> **Your assignment**
In the excerpt on exercise among cancer survivors, which journal published the findings from both studies?
+++ Excerpted passage
Three or more hours of walking per week can boost the vitality and health of prostate cancer survivors.

“Encouraging men to engage in non-vigorous activity and walking may be helpful”

Siobhan Phillips

Meanwhile, men and women who survived colorectal cancer and were regular walkers reported lower levels of post-treatment symptoms such as burning sensations, numbness, tingling or reflex loss.

In the first study, US researchers from Northwestern University weighed up the benefits of various types and intensities of exercise against a more sedentary lifestyle in around 2,000 prostate cancer survivors.

They found that three or more hours per week of walking helped to improve the hormone functioning and vitality of survivors. A higher hormone score was often associated with fewer feelings of depression or body weight changes, among others.

The effect of exercise was even more notable among survivors who walked more than 90 minutes a week at a normal or fast pace, rather than walking at an easier amble.

“Encouraging men to engage in non-vigorous activity and walking may be helpful for managing prostate cancer-related quality of life,” said lead author Siobhan Phillips.

Findings from a Dutch study also demonstrated the benefits of physical activity. It examined data from 1,648 colorectal cancer survivors.

“Alertness among healthcare professionals and patients for the importance of physical activity is warranted”

Floortje Mols

Colorectal cancer survivors often experience chemotherapy-induced peripheral neuropathy caused by nerve damage, including a tingling or burning sensation in their hands and feet, itching, muscle weakness or a loss of reflexes.

The study, by Tilburg University, showed that patients who did at least 150 minutes of moderate to vigorous exercise per week experienced fewer of these symptoms two to eleven years after being diagnosed with cancer.

Those who were less active not only have more such symptoms, but also experienced a subsequent lower quality of life.

“Regular physical activity plays an important role in colorectal cancer prevention, recurrence and mortality,” said lead author Floortje Mols.

The findings from both studies are published in the Journal of Cancer Survivorship.
++++++
+++ Supplied information
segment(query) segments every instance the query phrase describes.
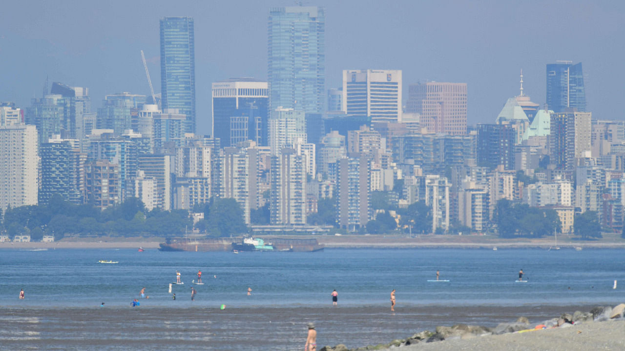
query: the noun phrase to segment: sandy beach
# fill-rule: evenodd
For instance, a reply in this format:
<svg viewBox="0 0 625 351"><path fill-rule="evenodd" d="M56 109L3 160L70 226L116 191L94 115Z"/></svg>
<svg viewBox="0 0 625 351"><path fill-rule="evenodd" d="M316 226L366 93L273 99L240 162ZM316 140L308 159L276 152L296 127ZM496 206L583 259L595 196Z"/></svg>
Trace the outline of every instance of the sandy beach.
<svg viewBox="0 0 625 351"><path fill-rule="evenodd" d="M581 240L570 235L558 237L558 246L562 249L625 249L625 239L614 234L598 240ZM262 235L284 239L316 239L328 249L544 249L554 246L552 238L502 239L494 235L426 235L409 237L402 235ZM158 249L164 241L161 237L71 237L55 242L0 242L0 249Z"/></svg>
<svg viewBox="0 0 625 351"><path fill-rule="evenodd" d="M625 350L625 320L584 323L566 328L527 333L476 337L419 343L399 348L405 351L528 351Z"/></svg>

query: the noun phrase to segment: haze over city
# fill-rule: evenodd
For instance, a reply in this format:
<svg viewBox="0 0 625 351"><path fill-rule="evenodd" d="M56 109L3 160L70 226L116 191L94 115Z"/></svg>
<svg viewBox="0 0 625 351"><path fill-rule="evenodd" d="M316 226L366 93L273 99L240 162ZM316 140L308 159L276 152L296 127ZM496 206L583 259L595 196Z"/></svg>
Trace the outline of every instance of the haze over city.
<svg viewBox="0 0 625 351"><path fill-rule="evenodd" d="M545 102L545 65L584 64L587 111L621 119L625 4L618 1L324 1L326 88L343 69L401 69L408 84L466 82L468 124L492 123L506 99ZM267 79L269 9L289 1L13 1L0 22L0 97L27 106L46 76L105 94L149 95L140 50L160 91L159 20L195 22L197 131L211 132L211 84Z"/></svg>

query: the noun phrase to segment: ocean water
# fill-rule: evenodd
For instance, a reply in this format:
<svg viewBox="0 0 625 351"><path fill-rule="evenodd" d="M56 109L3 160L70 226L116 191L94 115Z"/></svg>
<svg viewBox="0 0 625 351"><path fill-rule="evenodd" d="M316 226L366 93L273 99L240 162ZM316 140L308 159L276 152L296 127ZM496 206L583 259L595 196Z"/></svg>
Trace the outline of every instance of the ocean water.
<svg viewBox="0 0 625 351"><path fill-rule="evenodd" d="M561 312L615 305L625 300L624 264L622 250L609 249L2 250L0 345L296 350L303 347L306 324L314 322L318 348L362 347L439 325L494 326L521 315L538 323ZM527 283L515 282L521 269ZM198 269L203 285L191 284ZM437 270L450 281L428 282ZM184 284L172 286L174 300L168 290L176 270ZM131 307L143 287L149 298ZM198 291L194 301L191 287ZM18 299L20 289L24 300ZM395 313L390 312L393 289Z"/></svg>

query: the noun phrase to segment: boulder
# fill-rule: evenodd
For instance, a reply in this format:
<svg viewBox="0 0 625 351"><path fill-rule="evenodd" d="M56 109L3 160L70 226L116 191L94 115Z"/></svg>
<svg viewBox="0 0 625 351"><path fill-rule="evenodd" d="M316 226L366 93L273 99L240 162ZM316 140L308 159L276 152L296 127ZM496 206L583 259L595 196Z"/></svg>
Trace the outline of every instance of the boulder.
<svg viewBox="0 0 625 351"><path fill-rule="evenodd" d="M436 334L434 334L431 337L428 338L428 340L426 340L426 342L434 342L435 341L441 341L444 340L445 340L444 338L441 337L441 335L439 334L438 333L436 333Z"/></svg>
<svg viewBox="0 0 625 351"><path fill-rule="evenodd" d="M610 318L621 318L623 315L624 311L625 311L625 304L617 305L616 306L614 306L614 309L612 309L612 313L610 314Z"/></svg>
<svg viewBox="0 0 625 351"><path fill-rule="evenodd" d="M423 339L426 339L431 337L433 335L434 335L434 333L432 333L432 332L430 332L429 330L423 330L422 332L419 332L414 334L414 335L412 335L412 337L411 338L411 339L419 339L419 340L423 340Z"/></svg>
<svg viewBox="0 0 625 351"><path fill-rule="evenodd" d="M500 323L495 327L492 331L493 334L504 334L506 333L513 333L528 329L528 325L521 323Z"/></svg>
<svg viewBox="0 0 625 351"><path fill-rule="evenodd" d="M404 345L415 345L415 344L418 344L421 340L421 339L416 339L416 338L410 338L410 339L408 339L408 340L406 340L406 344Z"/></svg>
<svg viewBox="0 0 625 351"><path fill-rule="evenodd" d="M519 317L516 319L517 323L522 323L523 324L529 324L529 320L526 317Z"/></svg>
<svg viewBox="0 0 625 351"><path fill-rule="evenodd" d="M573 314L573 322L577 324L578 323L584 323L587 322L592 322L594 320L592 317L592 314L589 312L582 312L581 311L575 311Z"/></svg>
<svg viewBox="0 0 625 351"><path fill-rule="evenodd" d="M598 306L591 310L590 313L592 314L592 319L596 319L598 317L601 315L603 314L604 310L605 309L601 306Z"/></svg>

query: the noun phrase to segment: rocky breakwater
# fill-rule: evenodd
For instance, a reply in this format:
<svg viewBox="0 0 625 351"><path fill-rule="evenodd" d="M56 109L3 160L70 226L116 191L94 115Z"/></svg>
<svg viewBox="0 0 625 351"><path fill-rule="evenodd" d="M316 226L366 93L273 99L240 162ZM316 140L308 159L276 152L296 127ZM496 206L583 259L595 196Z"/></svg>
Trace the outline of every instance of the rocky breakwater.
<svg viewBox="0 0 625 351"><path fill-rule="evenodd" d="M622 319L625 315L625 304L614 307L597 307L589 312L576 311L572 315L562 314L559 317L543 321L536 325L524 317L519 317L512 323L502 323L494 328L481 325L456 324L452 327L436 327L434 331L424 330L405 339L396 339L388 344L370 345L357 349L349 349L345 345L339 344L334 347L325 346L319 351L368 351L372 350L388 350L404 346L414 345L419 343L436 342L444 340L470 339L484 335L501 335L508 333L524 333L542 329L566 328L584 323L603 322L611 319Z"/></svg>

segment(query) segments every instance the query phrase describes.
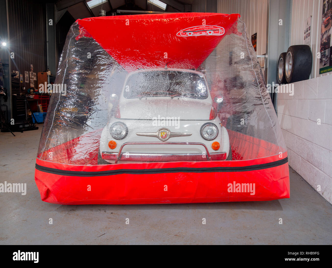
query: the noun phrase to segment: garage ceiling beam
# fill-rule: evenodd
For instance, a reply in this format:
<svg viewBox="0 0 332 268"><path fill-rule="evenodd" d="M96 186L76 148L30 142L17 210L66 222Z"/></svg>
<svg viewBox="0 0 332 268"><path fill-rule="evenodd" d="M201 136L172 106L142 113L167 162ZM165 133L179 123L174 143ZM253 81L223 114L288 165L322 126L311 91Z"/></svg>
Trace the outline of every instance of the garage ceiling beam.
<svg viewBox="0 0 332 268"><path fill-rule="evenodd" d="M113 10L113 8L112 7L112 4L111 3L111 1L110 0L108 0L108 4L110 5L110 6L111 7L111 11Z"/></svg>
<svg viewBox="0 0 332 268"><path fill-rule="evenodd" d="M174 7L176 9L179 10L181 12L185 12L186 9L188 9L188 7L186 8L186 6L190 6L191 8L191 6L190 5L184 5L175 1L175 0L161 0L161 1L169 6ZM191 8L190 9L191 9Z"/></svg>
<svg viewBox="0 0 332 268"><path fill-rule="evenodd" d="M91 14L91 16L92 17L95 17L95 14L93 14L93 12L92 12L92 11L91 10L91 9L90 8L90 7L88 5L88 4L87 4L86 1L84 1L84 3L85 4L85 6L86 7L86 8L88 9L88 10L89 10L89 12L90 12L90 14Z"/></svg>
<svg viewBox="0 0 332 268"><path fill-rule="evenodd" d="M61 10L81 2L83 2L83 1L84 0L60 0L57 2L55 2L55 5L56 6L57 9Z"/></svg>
++++++
+++ Supplied information
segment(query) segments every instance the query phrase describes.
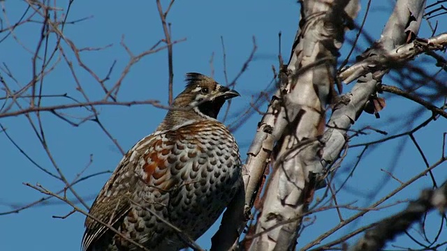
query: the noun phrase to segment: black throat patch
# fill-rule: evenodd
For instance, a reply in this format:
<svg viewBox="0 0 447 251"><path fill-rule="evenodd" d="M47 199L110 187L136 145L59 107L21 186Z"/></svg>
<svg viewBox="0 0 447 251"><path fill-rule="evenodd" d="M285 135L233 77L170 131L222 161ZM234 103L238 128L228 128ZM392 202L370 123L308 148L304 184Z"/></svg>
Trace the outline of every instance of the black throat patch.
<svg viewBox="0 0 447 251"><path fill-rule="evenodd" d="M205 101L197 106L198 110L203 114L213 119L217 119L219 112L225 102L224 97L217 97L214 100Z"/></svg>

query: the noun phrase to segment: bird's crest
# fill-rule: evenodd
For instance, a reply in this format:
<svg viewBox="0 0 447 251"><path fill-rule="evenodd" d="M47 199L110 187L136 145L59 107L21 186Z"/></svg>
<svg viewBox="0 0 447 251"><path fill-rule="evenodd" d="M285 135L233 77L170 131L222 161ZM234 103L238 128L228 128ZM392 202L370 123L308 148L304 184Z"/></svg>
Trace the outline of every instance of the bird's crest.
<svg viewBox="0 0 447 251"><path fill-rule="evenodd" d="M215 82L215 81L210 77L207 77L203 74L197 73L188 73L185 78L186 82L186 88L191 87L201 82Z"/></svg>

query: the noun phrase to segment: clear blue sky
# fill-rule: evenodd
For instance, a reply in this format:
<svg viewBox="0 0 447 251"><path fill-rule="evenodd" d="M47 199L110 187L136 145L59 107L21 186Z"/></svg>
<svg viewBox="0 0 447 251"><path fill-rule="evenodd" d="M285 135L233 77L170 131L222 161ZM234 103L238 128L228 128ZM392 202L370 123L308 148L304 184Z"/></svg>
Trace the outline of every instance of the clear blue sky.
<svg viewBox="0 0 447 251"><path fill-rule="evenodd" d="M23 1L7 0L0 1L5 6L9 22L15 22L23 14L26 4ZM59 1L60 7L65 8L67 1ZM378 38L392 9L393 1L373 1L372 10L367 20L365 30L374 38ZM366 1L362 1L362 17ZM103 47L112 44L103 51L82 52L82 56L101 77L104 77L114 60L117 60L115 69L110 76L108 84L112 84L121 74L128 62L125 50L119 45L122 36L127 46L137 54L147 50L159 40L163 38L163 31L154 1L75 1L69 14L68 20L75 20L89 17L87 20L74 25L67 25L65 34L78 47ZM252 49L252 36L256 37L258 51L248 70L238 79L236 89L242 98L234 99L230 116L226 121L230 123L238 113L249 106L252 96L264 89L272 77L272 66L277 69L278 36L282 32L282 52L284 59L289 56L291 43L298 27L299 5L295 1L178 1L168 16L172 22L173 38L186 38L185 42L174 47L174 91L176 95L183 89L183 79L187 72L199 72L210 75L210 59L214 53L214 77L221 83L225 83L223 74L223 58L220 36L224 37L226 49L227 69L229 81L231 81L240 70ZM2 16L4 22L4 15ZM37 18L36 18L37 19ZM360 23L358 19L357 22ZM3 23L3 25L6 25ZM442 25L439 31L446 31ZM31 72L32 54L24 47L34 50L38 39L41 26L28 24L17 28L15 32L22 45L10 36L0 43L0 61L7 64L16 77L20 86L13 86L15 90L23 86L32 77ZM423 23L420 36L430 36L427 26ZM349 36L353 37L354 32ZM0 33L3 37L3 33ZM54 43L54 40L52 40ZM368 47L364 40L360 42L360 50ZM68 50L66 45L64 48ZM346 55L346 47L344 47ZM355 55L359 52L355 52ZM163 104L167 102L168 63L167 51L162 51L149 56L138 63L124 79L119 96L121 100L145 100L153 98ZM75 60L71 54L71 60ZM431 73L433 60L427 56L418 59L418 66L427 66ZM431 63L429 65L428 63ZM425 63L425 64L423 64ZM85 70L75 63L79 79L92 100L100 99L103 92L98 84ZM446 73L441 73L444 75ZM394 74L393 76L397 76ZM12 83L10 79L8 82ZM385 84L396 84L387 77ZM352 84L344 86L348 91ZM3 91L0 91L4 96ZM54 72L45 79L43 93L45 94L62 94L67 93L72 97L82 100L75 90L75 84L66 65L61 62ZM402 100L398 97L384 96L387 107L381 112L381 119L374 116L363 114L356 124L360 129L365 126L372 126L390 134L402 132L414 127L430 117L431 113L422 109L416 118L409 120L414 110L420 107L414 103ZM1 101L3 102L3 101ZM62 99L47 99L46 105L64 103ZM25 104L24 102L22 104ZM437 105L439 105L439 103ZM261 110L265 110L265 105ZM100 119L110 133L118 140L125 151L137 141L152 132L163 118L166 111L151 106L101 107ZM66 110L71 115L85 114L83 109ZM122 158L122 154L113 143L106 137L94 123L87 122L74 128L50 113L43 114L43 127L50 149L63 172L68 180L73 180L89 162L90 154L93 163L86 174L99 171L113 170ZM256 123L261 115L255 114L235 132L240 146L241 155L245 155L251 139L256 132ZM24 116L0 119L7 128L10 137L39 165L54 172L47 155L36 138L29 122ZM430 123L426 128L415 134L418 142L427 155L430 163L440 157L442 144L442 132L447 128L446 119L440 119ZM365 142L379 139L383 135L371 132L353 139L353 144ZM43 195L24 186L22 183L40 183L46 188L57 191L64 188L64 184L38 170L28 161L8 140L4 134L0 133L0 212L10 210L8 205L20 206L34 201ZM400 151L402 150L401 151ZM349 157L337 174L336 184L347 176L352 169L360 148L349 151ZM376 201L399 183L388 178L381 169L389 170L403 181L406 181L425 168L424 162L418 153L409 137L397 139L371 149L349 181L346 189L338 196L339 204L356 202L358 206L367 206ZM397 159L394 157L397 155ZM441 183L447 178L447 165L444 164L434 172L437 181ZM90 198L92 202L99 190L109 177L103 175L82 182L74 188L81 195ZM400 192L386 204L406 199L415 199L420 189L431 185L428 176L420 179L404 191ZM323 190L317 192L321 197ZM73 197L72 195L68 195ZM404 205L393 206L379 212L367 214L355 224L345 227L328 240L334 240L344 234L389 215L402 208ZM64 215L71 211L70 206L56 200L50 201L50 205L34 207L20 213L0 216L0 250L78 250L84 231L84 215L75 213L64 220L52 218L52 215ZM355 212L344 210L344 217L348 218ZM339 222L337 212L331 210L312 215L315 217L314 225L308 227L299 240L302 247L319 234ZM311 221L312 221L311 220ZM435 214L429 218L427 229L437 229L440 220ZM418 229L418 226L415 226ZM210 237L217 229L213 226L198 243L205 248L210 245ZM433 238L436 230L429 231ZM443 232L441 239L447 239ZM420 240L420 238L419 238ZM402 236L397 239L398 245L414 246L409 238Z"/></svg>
++++++
+++ Supplied information
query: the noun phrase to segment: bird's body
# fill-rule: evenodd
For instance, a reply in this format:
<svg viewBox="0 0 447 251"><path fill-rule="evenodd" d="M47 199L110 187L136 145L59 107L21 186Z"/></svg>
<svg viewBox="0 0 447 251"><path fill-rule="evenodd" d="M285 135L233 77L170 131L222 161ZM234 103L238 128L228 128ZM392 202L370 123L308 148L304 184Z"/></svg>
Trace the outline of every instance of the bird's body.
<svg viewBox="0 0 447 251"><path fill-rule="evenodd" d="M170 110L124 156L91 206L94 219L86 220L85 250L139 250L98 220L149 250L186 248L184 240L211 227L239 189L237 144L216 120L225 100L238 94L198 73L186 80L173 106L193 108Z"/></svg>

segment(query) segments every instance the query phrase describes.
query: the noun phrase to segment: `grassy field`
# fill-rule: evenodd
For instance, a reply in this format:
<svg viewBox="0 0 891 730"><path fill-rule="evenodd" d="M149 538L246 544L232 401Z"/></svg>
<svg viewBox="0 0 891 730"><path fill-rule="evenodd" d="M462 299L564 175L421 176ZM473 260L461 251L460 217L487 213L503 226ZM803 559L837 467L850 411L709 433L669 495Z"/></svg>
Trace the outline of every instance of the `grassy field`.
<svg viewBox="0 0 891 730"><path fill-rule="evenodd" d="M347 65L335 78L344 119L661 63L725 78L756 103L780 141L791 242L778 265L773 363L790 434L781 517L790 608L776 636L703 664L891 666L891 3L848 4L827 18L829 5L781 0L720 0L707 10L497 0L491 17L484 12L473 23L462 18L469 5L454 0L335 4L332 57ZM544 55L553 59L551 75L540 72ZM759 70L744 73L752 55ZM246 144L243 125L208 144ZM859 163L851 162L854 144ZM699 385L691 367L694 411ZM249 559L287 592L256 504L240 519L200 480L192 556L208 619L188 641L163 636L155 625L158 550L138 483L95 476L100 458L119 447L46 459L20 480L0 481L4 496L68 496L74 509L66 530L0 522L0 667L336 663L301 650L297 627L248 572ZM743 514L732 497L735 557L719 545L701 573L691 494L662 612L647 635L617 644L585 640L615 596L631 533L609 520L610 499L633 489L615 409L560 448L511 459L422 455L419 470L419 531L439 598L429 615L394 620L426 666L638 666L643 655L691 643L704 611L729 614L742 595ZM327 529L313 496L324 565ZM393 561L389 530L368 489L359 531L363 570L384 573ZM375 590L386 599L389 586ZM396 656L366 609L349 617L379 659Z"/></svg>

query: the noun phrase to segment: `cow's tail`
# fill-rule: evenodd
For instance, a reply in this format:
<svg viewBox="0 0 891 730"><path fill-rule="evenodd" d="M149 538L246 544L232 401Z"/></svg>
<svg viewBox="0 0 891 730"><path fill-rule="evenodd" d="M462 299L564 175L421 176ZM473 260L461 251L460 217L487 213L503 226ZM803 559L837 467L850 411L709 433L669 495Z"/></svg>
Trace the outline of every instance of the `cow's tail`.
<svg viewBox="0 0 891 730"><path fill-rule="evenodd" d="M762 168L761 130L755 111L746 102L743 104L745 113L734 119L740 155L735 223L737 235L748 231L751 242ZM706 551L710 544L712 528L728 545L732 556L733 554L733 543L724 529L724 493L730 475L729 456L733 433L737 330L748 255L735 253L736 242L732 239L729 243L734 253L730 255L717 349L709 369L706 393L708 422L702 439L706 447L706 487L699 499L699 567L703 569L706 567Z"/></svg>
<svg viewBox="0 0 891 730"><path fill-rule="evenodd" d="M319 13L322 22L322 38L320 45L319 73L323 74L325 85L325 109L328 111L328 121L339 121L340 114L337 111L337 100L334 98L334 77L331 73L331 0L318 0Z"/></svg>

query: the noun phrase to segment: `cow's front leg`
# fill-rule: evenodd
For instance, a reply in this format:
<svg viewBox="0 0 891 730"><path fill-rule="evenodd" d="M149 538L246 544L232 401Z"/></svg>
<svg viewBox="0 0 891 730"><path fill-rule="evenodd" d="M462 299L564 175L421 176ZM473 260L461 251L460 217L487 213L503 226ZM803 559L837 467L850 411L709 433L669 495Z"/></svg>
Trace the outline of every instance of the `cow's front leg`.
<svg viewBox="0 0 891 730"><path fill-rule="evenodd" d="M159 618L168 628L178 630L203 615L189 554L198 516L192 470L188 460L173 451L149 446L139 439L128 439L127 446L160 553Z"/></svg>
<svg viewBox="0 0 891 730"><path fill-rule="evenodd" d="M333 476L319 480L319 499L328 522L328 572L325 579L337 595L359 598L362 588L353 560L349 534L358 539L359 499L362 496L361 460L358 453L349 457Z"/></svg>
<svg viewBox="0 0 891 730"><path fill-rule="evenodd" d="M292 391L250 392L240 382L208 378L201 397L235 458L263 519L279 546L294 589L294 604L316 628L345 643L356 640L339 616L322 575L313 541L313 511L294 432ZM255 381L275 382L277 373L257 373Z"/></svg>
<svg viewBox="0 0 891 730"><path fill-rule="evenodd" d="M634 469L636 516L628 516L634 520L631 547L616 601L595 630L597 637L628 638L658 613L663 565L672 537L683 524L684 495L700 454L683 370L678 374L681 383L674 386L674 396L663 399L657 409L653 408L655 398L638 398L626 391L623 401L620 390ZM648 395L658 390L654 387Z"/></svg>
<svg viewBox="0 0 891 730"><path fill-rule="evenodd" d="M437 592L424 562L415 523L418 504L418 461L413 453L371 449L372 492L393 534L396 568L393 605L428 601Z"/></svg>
++++++
> **Reply**
The Journal of Cancer Survivorship